SAN MARCOS – Rebecca Makkai’s novel, “The Great Believers,” has won the 2019 L.D. and LaVerne Harrell Clark Fiction Prize. The prize of $25,000 is one of the largest literary awards in the United States.
Established at Texas State University in 2016 and administered by the Department of English, the prize is designed to recognize an exceptional, recently-published book-length work of fiction in celebration of the Clarks’ lifelong contributions to, and love for, literature and the arts.
Makkai will be honored March 5 during the 2020 Association of Writers and Writing Program Conference at the Henry B. Gonzalez Convention Center.
Ben Fountain, author of “Billy Lynn’s Long Halftime Walk,” former Texas State MFA endowed chair and Clark Prize final judge described “The Great Believers” as “a big, ambitious novel in the best American tradition that portrays the interior life with rare subtlety and nuance, and at the same time captures a crucial era in our collective history.”

* **Recorded information**

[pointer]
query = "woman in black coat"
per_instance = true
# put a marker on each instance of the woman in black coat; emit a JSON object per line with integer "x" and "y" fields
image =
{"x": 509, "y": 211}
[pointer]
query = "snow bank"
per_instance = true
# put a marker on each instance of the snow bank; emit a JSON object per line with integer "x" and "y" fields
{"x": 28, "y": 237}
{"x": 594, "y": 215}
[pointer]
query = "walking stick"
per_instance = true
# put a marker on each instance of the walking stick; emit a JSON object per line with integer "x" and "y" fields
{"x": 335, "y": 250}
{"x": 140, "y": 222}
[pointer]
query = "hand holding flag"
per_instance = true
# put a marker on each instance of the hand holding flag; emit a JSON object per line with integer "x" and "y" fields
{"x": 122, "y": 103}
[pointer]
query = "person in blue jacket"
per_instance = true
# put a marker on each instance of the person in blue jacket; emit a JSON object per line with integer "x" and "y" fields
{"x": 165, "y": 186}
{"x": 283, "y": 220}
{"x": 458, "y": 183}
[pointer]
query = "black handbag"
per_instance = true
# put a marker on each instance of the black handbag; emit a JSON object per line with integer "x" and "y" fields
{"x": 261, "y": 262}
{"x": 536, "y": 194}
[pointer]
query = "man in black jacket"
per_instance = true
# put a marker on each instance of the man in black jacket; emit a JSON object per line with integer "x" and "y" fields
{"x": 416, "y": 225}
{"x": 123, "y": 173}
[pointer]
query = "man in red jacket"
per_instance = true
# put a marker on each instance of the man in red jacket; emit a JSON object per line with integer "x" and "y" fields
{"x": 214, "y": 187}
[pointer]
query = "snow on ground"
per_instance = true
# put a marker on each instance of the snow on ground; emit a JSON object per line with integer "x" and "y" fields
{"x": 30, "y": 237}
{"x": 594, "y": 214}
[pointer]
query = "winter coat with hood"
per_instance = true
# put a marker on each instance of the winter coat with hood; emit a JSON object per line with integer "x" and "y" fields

* **Prompt 1**
Answer from the prize announcement:
(a) How much money does the prize carry?
(b) Which department administers the prize?
(c) On what date will Makkai be honored?
* **Prompt 2**
List every role or description the prize announcement attaches to Ben Fountain.
The entries have no connection to the prize announcement.

* **Task output 1**
(a) $25,000
(b) The Department of English
(c) March 5

* **Task output 2**
- Author of "Billy Lynn's Long Halftime Walk"
- Former Texas State MFA endowed chair
- Clark Prize final judge